Students advocate for climate literacy in schools

Graphic illustration by Emma Constable

Members of YPPI’s Environmental Commission have resumed support of Assembly Bill 1922 after the COVID-19 pandemic halted its progress.

Emma Constable, Staffer

Since April 2020, Lynbrook students who are part of the Sunnyvale Youth Public Policy Institute have been helping to push for Assembly Bill 1922, which, if passed, will mandate climate change education for all California K-12 students.

AB 1922 was introduced by Assemblywoman Luz Rivas in 2020 to reform the California education code. While existing law requires that high school students take at least one biological and one physical science course to graduate, the bill aims to add climate change as a core focus to existing classes.

Although Rivas’s bill was intended to introduce climate literacy coursework as soon as the 2020-21 school year, this goal was impeded by the COVID-19 pandemic. Despite consequent stagnation of the bill’s progress, many environmental advocacy organizations have rallied in support of mandatory climate change education.

Among the groups in support is YPPI, which was founded by Sunnyvale students in 2018 with the goal of integrating new programs and legislation impacting the well-being of youths. One of the group’s major achievements to date is the implementation of the HAERT program at Lynbrook in 2019. Their six commissions, which specialize in areas such as mental health, social justice and sexual assault, continue to provide informative resources for the FUHSD community.

YPPI’s Environmental Commission was first introduced to AB 1922 and its mission in 2020. Under the leadership of former commission member and current YPPI President Pranay Mamileti, the commission learned about the bill while researching current environmental initiatives, and were eager to support Rivas’s goal.

“When you know more, you can do more, and you understand all of the different aspects of the situation,” freshman and Environmental Commission member Kimaya Pantvaidya said.

In 2020, the commission began forming a coalition of local green organizations to collaborate with Rivas and her team, but Rivas later announced that she did not plan to pursue the bill in response to the onset of COVID-19.

Two years later, however, the Environmental Commission has resumed increasing awareness of the bill by contacting local youth, parents and administrators to inform them about its goal.

Available data
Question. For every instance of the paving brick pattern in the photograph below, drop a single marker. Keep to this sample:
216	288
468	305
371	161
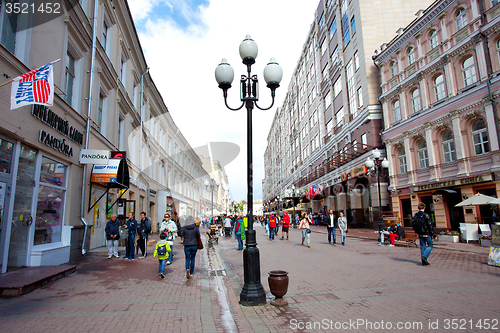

Check your understanding
1 > Answer these questions from the climate literacy article:
(a) Who introduced AB 1922?
(b) In what year did Sunnyvale students found YPPI?
(c) What program did YPPI put in place at Lynbrook in 2019?
2 > Continue the climate literacy article from its last sentence.
None of the data is needed here.

Answers to the problems
1 >
(a) Assemblywoman Luz Rivas
(b) 2018
(c) The HAERT program

2 >
“We have a campaign running on social media to help spread the word, and we’re using all of our connections,” senior and Environmental Commission Chair Sannath Mathapathi said.

These connections include regional branches of the Audubon Society and the Sierra Club as well as fellow nonprofit Silicon Valley Youth Climate Action, all of which habitually collaborate with YPPI to disseminate information to local youths.

The commission has also been collecting signatures on a letter requesting a $200 million investment in climate education to provide project-based learning opportunities as well as interdisciplinary coursework. Written on behalf of major organizations in addition to YPPI such as the YMCA and the Monterey Bay Aquarium, the letter argues that as the climate crisis worsens, future generations will require a fluent understanding of climate change and the ability to make well-informed decisions to address it. The letter has collected more than 500 signatures, and YPPI continues to support the overarching climate literacy education bill to expedite its progress during the pandemic.

“Most students are probably going to complain because it’s more coursework, but it’s going to have a positive impact in the long term,” Mathapathi said. “We’re going to see a shift in how Californians vote if they’re more educated on what’s happening to our planet.”

If AB 1922 is passed during the 2022 legislative session as Rivas and fellow assemblymembers hope, the new requirements for K-12 science curriculums are projected to go into effect in the 2023-24 school year.